*DIRECTIVE A*: Rewrite only the rows starting at the line containing "Target: tree" and ending at the line containing "POLYGON ((0 136, 2", putting "object" wherever "instance" appears and leaving everything else unchanged.

Introduction to R
Basics of Data

BUAN 327
Yegin Genc

Agenda

  • Course overview and mechanics
  • Built-in data types
  • Built-in functions and operators
  • First data structures: Vectors and arrays

Why good statisticians learn to program

  • Independence: Otherwise, you rely on someone else having given you exactly the right tool

  • Honesty: Otherwise, you end up distorting your problem to match the tools you have

  • Clarity: Making your method something a machine can do disciplines your thinking and makes it public; that's science

How this class will work

  • No programming knowledge presumed
  • Some stats. knowledge presumed
  • General programming mixed with data-manipulation and statistical inference
  • Class will be very cumulative

Mechanics

  • Lectures: concepts, methods, examples
  • In-class Assignments to try stuff out and get fast feedback
  • HW weekly to do longer and more complex things
  • Projects:
    • Project 1: Descriptive statistics
    • Project 2: Inferencial Statistics
  • Midterm and Final: in class, hands-on

R as statistical programming environment

Download and review at https://www.r-project.org/ alt text

The R Console

alt text

Basic interaction with R is by typing in the console, a.k.a. terminal or command-line

You type in commands, R gives back answers (or errors)

Menus and other graphical interfaces are extras built on top of the console

RStudio as the user interface for R

Statistical programming in a nutshell: Functional programming

2 sorts of things (objects): data and functions

  • Data: things like 7, “seven”, \( 7.000 \), the matrix \( \left[ \begin{array}{ccc} 7 & 7 & 7 \\ 7 & 7 & 7\end{array}\right] \)

*DATA FOR THIS TASK*:
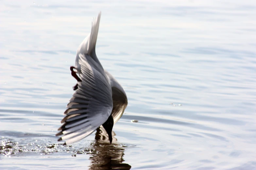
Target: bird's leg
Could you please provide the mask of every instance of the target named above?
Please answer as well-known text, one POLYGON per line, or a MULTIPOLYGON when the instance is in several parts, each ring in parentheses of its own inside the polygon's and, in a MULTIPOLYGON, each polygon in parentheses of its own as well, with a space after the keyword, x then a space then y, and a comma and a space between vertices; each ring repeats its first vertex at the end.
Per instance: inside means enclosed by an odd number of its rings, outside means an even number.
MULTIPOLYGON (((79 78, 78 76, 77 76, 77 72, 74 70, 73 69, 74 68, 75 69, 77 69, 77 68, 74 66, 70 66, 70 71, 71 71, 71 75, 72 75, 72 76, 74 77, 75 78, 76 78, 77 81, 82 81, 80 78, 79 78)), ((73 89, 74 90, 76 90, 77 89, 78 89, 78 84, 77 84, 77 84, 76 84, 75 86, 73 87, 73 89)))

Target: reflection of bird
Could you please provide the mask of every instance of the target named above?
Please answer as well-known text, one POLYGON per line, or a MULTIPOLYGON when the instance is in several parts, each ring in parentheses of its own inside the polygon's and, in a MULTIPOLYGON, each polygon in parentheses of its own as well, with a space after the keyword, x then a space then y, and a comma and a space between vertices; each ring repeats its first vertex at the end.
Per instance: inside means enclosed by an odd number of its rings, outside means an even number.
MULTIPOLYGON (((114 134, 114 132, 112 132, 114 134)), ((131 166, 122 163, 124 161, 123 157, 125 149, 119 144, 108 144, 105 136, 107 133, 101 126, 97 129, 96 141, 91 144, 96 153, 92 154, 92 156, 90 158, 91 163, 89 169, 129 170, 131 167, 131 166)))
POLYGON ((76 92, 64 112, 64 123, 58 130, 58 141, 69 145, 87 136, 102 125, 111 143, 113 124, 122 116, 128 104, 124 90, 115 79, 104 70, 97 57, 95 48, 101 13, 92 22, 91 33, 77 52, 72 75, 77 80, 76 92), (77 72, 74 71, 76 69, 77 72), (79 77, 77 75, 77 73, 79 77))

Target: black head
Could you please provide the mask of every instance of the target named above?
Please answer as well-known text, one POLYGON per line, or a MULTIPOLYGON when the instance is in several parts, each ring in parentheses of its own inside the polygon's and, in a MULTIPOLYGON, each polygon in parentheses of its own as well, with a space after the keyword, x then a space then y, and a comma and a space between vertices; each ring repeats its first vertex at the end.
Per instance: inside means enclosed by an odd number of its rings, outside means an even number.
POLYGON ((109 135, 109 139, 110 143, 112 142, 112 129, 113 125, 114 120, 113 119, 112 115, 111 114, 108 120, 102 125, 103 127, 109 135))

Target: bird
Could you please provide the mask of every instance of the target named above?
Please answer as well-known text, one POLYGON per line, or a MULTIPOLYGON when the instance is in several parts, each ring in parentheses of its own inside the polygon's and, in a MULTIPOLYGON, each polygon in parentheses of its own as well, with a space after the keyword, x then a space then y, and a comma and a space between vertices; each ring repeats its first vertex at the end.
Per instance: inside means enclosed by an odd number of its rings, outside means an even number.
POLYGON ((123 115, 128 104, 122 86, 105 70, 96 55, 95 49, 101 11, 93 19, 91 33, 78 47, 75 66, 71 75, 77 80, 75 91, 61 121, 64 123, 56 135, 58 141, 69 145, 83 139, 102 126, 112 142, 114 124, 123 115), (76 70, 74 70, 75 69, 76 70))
--
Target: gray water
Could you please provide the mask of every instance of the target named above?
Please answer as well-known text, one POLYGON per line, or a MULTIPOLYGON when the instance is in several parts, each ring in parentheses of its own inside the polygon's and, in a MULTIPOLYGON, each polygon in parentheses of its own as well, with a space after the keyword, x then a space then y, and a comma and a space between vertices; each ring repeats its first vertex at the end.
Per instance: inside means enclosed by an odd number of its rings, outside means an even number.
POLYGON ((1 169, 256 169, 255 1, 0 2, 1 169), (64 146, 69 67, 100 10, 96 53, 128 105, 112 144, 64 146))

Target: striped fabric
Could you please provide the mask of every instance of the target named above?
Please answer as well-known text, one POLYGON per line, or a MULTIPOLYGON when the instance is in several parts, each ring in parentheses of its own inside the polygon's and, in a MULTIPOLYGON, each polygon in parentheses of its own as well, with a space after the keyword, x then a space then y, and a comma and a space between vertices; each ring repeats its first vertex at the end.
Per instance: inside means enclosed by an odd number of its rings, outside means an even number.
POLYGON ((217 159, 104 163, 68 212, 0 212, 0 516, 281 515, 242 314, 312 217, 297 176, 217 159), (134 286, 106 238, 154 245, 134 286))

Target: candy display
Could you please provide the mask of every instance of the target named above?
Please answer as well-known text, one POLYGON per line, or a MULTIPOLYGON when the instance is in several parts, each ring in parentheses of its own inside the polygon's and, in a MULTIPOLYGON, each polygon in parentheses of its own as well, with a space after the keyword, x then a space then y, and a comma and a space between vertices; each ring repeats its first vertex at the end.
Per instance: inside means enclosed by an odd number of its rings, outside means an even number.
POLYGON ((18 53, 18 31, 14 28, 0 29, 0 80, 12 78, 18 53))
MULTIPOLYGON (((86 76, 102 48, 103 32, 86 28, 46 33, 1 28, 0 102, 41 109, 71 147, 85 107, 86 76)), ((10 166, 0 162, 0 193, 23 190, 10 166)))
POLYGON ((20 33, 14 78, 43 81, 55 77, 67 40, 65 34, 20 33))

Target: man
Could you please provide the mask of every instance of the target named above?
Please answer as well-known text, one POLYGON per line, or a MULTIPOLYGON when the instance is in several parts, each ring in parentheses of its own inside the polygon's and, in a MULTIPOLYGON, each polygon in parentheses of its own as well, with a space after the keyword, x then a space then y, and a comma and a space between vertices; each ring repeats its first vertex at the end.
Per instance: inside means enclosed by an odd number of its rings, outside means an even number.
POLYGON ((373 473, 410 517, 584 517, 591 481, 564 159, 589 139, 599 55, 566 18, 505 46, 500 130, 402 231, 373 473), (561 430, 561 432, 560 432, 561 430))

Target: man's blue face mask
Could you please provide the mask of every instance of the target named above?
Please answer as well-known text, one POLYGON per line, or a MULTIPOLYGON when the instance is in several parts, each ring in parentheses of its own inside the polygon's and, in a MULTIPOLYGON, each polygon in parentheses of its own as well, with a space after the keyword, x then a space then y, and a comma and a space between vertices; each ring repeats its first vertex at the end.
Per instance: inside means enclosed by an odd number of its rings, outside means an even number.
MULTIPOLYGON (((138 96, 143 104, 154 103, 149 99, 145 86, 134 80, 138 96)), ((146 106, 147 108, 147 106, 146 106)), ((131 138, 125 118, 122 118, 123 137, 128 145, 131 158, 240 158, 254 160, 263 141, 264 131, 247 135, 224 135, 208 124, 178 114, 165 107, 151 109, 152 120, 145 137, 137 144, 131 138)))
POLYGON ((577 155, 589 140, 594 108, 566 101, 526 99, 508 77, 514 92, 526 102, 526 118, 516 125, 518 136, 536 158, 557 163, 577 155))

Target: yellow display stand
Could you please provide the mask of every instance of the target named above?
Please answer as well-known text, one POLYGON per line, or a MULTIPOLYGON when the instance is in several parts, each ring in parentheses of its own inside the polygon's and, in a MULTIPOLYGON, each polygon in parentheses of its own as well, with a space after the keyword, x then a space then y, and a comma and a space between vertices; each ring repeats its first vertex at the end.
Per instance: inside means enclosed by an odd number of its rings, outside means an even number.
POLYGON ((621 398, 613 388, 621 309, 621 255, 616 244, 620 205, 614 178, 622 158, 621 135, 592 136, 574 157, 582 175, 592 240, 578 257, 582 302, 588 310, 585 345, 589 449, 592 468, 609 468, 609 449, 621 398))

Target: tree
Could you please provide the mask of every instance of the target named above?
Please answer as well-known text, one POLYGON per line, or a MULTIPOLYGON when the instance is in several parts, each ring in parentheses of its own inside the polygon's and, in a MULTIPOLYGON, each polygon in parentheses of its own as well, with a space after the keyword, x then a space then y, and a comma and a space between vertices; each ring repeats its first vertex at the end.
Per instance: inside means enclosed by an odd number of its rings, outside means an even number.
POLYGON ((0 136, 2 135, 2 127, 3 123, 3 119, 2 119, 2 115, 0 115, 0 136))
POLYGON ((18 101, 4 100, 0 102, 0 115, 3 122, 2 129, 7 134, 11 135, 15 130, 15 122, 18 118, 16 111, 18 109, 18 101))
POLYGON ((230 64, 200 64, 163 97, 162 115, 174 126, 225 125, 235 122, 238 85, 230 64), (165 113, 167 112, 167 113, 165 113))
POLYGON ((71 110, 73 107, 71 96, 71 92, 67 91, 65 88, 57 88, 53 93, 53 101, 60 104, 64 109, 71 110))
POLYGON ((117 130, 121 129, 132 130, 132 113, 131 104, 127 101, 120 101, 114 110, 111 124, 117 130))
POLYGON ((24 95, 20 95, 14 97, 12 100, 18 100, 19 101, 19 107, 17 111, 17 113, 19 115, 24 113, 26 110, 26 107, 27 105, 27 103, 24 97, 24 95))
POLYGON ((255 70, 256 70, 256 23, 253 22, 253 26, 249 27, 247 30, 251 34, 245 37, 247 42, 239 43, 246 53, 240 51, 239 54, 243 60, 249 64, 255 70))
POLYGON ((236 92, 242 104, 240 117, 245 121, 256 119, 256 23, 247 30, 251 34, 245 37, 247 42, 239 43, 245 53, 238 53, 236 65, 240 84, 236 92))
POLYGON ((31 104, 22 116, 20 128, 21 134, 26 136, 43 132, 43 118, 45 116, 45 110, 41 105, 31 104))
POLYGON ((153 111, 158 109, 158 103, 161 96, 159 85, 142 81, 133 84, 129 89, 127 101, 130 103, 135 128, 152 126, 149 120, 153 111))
---
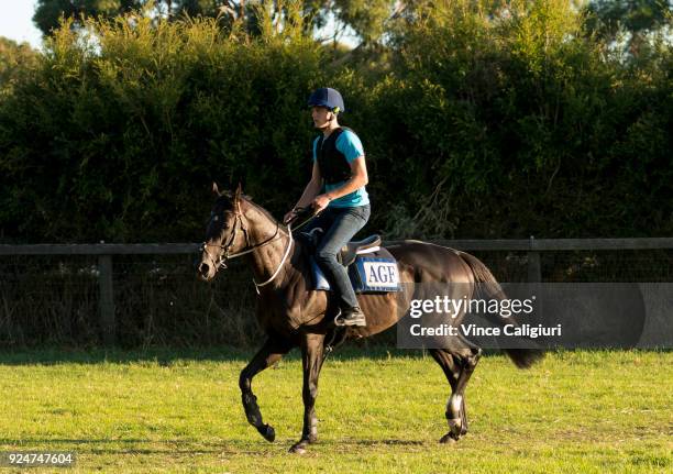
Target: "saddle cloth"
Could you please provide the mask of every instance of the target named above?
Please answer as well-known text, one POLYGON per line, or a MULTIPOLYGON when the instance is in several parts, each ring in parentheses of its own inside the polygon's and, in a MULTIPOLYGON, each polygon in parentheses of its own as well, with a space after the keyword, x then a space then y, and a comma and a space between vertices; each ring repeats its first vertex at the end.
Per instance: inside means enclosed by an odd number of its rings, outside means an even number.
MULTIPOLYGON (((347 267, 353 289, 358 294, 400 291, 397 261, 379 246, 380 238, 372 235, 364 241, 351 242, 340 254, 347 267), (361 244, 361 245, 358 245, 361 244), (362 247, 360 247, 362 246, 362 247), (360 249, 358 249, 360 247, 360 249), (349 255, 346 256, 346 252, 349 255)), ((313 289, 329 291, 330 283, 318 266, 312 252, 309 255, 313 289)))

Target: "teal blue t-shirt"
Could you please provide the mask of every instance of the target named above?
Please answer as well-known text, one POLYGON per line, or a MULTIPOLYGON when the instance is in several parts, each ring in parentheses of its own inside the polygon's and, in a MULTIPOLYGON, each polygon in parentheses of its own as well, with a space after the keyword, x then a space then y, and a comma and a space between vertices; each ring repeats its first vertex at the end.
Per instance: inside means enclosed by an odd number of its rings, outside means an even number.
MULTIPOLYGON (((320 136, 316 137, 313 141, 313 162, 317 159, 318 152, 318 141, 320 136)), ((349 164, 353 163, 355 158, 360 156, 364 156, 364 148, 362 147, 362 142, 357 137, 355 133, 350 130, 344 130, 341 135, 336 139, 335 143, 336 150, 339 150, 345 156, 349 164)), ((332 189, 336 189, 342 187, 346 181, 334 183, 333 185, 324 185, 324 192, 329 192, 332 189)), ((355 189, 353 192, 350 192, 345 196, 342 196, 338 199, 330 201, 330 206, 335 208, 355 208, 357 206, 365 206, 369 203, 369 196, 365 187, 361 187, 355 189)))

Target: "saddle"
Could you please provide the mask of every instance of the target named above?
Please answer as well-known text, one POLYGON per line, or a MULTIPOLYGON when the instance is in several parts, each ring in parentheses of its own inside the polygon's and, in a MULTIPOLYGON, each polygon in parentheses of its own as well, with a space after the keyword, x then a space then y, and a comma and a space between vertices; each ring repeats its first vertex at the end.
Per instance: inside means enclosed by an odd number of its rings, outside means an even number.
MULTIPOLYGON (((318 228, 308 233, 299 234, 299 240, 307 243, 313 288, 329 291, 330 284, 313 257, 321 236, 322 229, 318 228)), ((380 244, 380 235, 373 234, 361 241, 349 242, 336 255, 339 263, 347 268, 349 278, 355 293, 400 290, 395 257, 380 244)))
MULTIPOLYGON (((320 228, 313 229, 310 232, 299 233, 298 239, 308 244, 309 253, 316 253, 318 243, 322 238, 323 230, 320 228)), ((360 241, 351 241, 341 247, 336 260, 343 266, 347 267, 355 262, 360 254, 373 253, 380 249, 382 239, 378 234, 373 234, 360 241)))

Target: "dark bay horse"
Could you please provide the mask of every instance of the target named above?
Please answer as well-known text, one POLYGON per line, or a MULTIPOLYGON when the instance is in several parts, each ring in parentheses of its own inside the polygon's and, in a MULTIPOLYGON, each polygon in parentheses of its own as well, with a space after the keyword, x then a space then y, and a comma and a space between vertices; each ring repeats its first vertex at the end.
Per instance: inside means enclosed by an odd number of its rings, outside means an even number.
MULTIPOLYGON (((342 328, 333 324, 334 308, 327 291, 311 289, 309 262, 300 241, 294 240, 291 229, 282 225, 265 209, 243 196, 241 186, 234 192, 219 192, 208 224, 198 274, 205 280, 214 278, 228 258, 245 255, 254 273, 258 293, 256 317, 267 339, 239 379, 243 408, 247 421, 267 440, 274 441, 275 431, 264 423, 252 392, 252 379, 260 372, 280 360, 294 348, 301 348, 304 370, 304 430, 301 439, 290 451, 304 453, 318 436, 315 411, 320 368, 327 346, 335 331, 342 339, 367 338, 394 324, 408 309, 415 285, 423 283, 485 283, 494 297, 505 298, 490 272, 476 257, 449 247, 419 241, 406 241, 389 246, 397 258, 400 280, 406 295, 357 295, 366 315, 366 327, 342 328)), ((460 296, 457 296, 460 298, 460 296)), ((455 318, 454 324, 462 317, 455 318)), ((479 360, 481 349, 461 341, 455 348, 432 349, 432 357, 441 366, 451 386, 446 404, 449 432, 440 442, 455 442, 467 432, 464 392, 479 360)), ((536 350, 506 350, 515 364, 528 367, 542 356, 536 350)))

*DIRECTIVE B*: From the R lecture notes, copy the passage starting at "Download and review" and ending at "answers (or errors)" word for word.

*TASK OUTPUT A*:
Target: tree
Could you please provide the mask of every object of the target named above?
Please answer as well-known text, one POLYGON per line, or a MULTIPOLYGON when the object is in several parts, each ring in parentheses of its own inside the polygon's and, in a MULTIPOLYGON, each polygon in parentheses of its own as well, with a space after the keyword, x then a space then y, and a comma and a space between vertices; each ring repeats its first vertex at the end.
Per object: inside means enclosed by an odd number of its rings, outside means an even number.
POLYGON ((0 136, 2 135, 2 127, 3 123, 3 119, 2 119, 2 115, 0 115, 0 136))

*TASK OUTPUT B*:
Download and review at https://www.r-project.org/ alt text

The R Console

alt text

Basic interaction with R is by typing in the console, a.k.a. terminal or command-line

You type in commands, R gives back answers (or errors)